■ **Document extract**
● ● ●

What Are the Main Differences Between S Corporations and C Corporations?

When you’re starting a business, you will need to decide if you want to form a separate “legal entity.” In some cases, you may choose not to have a separate business—if that’s the case, you’ll be treated as a “Sole Proprietor” or a “Partnership.”

If you do choose to create a separate legal entity, you have a few choices:

  • Limited Liability Company (LLC)
  • S Corporation
  • C Corporation
  • Nonprofit Organization

For most business owners, the LLC is a good choice. It combines a fairly light administrative overhead with “liability protection” that separates your personal assets from your business assets. In some cases though, you will want to form an S Corporation or a C Corporation, and it’s important to understand the differences between them. Here are the answers to many of the common questions about corporations.

Starting an S Corporation or C Corporation

How Do I Create an S Corporation or C Corporation

You create both types of corporations by filing paperwork with your state’s business formation body, often the Secretary of State. The form you need to fill in is typically called “Articles of Incorporation,” “Certificate of Formation,” or similar.

Will I Have to Pay an Initial or Ongoing Fee to Have an S or C Corporation?

Yes. Both types of corporations will require an initial fee to create them, and in most states you will also need to pay an annual fee when you file a yearly report. Fees and filing requirements vary from state to state.

Can S Corporations or C Corporations Limit My Personal Liability?

Yes. Because corporations are considered to be separate legal entities, your personal assets, like your bank account, home, or car, are not typically at risk if your business has problems like bankruptcy or legal troubles. 

C Corporations offer the strongest type of liability protection. S Corporations do as well, but they may not be as strong as for a C Corp.

S Corporation and C Corporation Ownership

What Are the Differences in How S Corporations and C Corporations are Owned?

Both types of business are owned by investors that have purchased stock in the business. The difference is that S Corporation shares are owned by private investors—those invited to invest by the S Corporation founders. C Corporation shares can be publicly owned, so they can be bought, sold, and traded on open stock markets.

This means any business that is taken public on a stock market, usually through an Initial Public Offering (IPO) must be a C Corporation.

 

How is the Management Structure of an S Corporation or C Corporation Decided?

In both cases, the management structure and board are elected by the shareholders.

Are There Differences in How S Corporations and C Corporations Can Raise Capital?

Yes. Both types of corporations can raise money through loans and financing. They differ in how they raise money by selling stock. S Corporations raise money by selling private stock to investors, while C Corporations sell public stock.

Are There Differences in the Compliance, Regulations, and Overheads of Corporations?

● ● ●

■ **Dataset content**
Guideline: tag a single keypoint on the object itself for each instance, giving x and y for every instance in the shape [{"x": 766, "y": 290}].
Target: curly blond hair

● ● ●

■ **Set problem**
Answer these questions from the article on S and C corporations, one per line:
1. What names are typically given to the form filed to create either type of corporation?
2. Which type of corporation offers the strongest liability protection?
3. Who elects the management structure and board of either type of corporation?

■ **Answer for this exercise**
1. "Articles of Incorporation," "Certificate of Formation," or similar
2. C Corporations
3. The shareholders